Start of ENTRIES SUPPLIED

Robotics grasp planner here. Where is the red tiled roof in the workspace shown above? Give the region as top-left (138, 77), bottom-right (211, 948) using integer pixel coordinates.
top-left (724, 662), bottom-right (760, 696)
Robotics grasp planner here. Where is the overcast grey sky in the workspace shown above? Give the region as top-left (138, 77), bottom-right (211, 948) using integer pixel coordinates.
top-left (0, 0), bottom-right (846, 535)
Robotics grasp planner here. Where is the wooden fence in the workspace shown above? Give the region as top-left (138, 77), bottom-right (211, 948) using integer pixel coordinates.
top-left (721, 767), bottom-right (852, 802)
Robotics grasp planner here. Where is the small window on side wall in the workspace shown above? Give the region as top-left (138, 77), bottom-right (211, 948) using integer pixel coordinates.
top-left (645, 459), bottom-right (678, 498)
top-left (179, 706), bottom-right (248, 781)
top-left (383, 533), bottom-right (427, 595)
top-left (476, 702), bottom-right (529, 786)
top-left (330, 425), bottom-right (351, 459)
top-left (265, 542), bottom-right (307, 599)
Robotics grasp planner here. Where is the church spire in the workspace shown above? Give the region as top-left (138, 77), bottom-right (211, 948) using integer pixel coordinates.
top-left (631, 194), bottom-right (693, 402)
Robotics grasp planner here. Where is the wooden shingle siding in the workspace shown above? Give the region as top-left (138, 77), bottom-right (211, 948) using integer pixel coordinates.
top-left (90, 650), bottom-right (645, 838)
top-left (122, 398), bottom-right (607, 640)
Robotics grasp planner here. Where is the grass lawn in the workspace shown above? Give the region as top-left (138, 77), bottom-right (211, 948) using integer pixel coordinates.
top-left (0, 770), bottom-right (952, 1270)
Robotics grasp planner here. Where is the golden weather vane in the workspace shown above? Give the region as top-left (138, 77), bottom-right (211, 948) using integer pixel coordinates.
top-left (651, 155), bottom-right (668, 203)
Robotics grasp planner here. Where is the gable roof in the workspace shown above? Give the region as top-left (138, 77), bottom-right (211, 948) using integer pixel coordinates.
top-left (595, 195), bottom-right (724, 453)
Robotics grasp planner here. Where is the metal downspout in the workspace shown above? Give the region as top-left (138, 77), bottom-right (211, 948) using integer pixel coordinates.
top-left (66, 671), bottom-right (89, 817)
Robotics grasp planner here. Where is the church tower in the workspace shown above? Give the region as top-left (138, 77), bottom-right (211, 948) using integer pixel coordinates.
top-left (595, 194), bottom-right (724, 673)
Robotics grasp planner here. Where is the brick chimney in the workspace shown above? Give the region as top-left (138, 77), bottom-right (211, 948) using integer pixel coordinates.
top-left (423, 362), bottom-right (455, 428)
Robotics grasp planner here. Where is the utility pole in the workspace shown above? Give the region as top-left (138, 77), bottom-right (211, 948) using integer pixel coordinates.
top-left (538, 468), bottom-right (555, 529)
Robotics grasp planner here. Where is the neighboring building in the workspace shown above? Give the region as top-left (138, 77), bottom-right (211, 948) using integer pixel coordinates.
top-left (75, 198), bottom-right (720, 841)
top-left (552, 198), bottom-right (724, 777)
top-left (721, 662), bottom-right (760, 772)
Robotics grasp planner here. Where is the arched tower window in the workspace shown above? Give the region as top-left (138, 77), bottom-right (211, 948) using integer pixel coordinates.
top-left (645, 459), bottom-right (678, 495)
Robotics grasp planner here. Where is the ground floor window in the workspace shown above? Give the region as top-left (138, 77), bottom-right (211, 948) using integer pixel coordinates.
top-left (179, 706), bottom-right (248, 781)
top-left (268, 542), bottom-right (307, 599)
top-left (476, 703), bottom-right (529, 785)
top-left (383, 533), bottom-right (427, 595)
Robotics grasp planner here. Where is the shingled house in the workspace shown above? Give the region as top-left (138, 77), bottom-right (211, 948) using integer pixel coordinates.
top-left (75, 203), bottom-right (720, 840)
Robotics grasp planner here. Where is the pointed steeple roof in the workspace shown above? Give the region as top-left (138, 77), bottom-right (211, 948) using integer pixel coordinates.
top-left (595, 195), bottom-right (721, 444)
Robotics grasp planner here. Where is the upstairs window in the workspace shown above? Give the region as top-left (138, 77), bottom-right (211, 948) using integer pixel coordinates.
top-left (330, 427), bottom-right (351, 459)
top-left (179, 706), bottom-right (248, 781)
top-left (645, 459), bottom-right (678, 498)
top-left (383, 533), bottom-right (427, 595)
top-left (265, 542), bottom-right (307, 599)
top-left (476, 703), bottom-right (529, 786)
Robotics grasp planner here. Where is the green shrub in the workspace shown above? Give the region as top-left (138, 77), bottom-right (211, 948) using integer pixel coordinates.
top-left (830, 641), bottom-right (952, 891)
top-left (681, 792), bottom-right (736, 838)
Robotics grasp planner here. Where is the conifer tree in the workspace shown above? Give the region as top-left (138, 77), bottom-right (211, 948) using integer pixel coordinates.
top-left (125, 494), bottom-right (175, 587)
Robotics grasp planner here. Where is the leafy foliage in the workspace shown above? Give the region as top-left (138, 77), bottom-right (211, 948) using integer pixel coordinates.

End of ENTRIES SUPPLIED

TO BE DONE -
Copy every one of the records above word for word, keeping their order.

ANSWER FOR THE TASK -
Robotics grasp planner here. Where is the red tiled roof in the workspace shown above? Give the region as top-left (138, 77), bottom-right (211, 948) using integer pixel coordinates.
top-left (724, 662), bottom-right (760, 696)
Robotics grasp planner here. Where is the overcast grey sky in the workspace shown above? Give the region as top-left (138, 77), bottom-right (211, 948) using integer pixel coordinates.
top-left (0, 0), bottom-right (846, 535)
Robotics grasp planner here. Where is the wooden fence in the workspace shown above? Give the region as top-left (138, 77), bottom-right (211, 948) using integer pixel coordinates.
top-left (721, 767), bottom-right (852, 802)
Robotics grasp planner here. Where is the small window on side wall in the workspace shown above? Give the region as top-left (138, 77), bottom-right (211, 948) using integer pixel coordinates.
top-left (645, 459), bottom-right (678, 498)
top-left (179, 706), bottom-right (248, 781)
top-left (383, 533), bottom-right (427, 595)
top-left (476, 702), bottom-right (529, 786)
top-left (330, 425), bottom-right (351, 459)
top-left (265, 542), bottom-right (307, 599)
Robotics grasp planner here. Where is the church spire in the workspace shown above? Give the region as top-left (138, 77), bottom-right (211, 948) using integer pixel coordinates.
top-left (631, 194), bottom-right (693, 402)
Robotics grasp planner here. Where is the wooden shingle siding in the workspace shown above? Give the region as top-left (138, 77), bottom-right (211, 948) using integer pixel coordinates.
top-left (90, 650), bottom-right (645, 838)
top-left (122, 398), bottom-right (607, 640)
Robotics grasp planner here. Where is the grass lawn in the workspace shown above? Give the region as top-left (138, 77), bottom-right (211, 948) using integer pixel coordinates.
top-left (0, 770), bottom-right (952, 1270)
Robotics grasp planner here. Where is the golden weather vane in the workspace shown above? Give the region as top-left (138, 77), bottom-right (211, 948) using integer pixel coordinates.
top-left (651, 155), bottom-right (668, 203)
Robotics grasp planner here. Where is the gable roof in the workspace shown above? Give the region as top-left (138, 77), bottom-right (211, 948) using integer pixel coordinates.
top-left (595, 195), bottom-right (724, 453)
Robotics grasp planner here. Where is the metal downspout in the workspace shown above? Give the region as top-left (138, 77), bottom-right (211, 948) using integer pixel coordinates.
top-left (66, 671), bottom-right (89, 817)
Robotics grasp planner here. Where is the church tower in the workspace shown above? Give the region as top-left (138, 77), bottom-right (211, 948) using integer pixel coordinates.
top-left (595, 194), bottom-right (724, 673)
Robotics grasp planner here. Where is the brick chimney in the workspace shown above? Give the region as top-left (138, 77), bottom-right (211, 948) using integer pixel coordinates.
top-left (423, 362), bottom-right (455, 428)
Robotics grasp planner here. Where is the utility pole in the workspace shown above? Give the region as top-left (138, 77), bottom-right (211, 948) using integer pixel coordinates.
top-left (538, 468), bottom-right (555, 529)
Robotics grasp planner here. Where is the neighboring building in the workspace shown above? Give the region as top-left (138, 77), bottom-right (211, 948) using integer pixel coordinates.
top-left (75, 198), bottom-right (720, 841)
top-left (552, 198), bottom-right (724, 777)
top-left (721, 662), bottom-right (760, 772)
Robotics grasp planner here. Where is the arched tower window in the workspace shown above? Give the region as top-left (138, 77), bottom-right (211, 948) using integer pixel coordinates.
top-left (645, 459), bottom-right (678, 495)
Robotics grasp planner here. Where is the ground floor window in the workspace shown above? Give the region as top-left (138, 77), bottom-right (211, 948) using integer pixel coordinates.
top-left (179, 706), bottom-right (248, 781)
top-left (268, 542), bottom-right (307, 599)
top-left (476, 703), bottom-right (529, 785)
top-left (383, 533), bottom-right (427, 595)
Robotics grasp planner here. Where is the shingled house in the workspace shown above? Give the region as top-left (138, 77), bottom-right (211, 948) using integer pixel coordinates.
top-left (75, 203), bottom-right (720, 840)
Robotics grasp planner here. Where is the pointed steeple roof in the workspace shown above? Give the region as top-left (138, 77), bottom-right (211, 948) using integer pixel coordinates.
top-left (595, 195), bottom-right (721, 444)
Robotics grasp planner here. Where is the upstairs window in the workspace shown above? Give the region as top-left (138, 77), bottom-right (211, 948) using integer pixel coordinates.
top-left (330, 427), bottom-right (351, 459)
top-left (179, 706), bottom-right (248, 781)
top-left (645, 459), bottom-right (678, 498)
top-left (383, 533), bottom-right (427, 595)
top-left (265, 542), bottom-right (307, 599)
top-left (476, 703), bottom-right (529, 786)
Robotics grasp planner here. Where is the green shrub in the workspace shown above? Give the region as top-left (138, 77), bottom-right (211, 948) using integer pixel coordinates.
top-left (830, 641), bottom-right (952, 891)
top-left (681, 792), bottom-right (736, 838)
Robotics grasp planner here. Where is the conifer tree in the workspace shown above? Give the region as top-left (138, 77), bottom-right (211, 948) using integer pixel coordinates.
top-left (125, 494), bottom-right (175, 587)
Robotics grasp planner here. Where is the leafy foliage in the workspace shown above? Give the region as top-left (138, 77), bottom-right (211, 948) using integer pixel coordinates.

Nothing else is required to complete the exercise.